## TO-DO ITEM A:
According to the lecture text on nationalism and the media, in which city and on what date was the N Ramachandran Memorial Lecture delivered?

## TEXT PROVIDED:
※ ※ ※

July 10, 2016
Array

New Constructs of Nationalism and the Media

The following is the text of the N Ramachandran Memorial Lecture delivered by Sitaram Yechury, CPI(M) general secretary in Thiruvananthapuram on June 28, 2016. The lecture was organised on the occasion of presentation of N Ramachandran Award.

I

NATIONALISM is a concept that, with its central features of fellowship, establishing a sense of community, was the basis of the national movement – where many streams flowed, but aimed eventually to overthrow foreign imperial rule and allow a hundred flowers to bloom in the garden called India. Indian nationhood did not allow itself to become a Hindutva Pakistan, but instead dared to dream and realise in 1950, what even modern Europe is struggling to do today! That is, draw in multiple ethnicities, languages, religions, classes and regions into One India.

※ ※ ※

## SUPPLIED MATERIAL:
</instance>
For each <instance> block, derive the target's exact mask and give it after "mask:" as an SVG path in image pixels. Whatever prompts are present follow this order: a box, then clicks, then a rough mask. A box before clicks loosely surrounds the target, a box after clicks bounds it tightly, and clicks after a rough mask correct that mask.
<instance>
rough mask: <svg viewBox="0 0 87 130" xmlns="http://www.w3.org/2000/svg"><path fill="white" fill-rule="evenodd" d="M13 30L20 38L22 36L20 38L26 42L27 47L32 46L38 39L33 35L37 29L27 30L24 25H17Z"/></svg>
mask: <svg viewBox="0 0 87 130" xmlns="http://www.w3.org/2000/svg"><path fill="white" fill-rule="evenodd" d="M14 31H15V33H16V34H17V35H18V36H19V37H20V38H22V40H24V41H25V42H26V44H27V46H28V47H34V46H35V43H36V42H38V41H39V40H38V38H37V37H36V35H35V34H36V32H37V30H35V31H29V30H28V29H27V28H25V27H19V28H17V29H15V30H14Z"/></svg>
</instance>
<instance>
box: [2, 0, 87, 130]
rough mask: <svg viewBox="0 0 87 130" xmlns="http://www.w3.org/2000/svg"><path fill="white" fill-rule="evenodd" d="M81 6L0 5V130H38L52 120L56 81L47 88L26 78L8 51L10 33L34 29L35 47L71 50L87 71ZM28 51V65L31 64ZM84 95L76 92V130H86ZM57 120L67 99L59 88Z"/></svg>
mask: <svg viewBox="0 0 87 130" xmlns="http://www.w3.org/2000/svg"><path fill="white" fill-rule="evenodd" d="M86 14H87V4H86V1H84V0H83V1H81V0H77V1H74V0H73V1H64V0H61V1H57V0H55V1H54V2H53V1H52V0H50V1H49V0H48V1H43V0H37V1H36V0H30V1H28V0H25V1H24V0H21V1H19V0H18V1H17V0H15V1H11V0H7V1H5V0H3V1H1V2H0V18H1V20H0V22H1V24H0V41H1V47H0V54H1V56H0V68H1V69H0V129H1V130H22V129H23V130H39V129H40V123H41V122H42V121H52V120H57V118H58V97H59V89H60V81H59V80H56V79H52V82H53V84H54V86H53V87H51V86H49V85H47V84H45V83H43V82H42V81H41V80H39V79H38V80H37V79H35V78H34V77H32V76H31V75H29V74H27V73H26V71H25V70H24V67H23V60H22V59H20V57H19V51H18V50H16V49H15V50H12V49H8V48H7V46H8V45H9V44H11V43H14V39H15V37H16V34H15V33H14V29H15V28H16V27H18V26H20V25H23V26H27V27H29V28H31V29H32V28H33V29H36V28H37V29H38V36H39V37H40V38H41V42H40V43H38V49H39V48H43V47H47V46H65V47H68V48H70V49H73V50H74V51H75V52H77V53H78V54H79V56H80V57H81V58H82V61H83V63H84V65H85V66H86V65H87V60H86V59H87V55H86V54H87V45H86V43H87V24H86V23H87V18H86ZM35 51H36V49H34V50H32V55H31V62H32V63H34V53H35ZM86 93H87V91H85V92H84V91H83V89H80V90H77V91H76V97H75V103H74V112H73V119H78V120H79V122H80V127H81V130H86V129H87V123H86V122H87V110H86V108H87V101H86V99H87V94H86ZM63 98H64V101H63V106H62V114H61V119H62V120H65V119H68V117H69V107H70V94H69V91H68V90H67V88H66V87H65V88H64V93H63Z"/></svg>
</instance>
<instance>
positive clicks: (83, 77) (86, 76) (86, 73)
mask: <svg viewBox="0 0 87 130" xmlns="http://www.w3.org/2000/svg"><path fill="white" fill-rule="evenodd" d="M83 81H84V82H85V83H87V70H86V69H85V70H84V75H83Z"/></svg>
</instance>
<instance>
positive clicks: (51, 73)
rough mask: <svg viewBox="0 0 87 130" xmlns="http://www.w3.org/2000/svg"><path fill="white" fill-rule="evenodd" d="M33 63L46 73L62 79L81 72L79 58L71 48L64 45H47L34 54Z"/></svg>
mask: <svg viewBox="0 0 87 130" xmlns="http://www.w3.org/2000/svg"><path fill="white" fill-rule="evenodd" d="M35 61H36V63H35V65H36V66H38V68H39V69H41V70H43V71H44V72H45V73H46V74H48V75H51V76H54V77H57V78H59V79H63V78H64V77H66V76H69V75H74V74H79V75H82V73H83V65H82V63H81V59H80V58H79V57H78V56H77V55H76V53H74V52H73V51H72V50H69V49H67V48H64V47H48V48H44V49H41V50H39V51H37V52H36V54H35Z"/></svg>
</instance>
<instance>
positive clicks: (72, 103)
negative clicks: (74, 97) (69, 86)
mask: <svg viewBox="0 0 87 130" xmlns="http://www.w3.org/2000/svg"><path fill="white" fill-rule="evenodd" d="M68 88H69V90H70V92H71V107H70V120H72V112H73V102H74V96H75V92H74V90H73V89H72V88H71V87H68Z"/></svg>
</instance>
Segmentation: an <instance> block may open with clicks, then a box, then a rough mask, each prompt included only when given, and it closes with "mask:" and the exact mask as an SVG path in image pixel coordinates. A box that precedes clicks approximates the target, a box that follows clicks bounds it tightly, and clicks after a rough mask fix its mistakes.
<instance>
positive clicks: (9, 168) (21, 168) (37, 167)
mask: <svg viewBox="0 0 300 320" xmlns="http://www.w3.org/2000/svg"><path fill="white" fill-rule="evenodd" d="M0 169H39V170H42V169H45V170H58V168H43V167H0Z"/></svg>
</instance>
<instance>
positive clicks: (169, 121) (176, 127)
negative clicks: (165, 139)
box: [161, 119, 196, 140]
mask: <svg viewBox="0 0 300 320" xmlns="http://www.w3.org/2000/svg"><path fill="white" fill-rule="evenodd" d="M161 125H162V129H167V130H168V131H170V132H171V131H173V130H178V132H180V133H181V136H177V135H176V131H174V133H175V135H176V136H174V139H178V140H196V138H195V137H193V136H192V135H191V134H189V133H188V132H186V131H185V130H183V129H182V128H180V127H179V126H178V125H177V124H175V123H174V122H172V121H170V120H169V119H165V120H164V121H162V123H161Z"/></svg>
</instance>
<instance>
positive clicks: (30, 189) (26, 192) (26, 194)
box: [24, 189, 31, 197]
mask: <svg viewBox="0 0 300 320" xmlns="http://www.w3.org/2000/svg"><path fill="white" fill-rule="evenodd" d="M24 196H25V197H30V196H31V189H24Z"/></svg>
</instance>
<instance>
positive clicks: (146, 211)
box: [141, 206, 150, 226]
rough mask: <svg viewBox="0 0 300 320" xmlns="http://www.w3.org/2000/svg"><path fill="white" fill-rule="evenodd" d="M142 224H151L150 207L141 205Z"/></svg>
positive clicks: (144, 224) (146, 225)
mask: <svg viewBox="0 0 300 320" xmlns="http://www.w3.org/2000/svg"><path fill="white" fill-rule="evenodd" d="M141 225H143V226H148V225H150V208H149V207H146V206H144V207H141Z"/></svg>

※ ※ ※

## TO-DO ITEM B:
Gather every line of the records that contains the word "then".

## YOUR RESPONSE A:
It was delivered in Thiruvananthapuram on June 28, 2016.

## YOUR RESPONSE B:
For each <instance> block, derive the target's exact mask and give it after "mask:" as an SVG path in image pixels. Whatever prompts are present follow this order: a box, then clicks, then a rough mask. A box before clicks loosely surrounds the target, a box after clicks bounds it tightly, and clicks after a rough mask correct that mask.
Segmentation: an <instance> block may open with clicks, then a box, then a rough mask, each prompt included only when given, and it closes with "mask:" and the exact mask as an SVG path in image pixel coordinates. A box that precedes clicks approximates the target, a box that follows clicks bounds it tightly, and clicks after a rough mask fix its mistakes.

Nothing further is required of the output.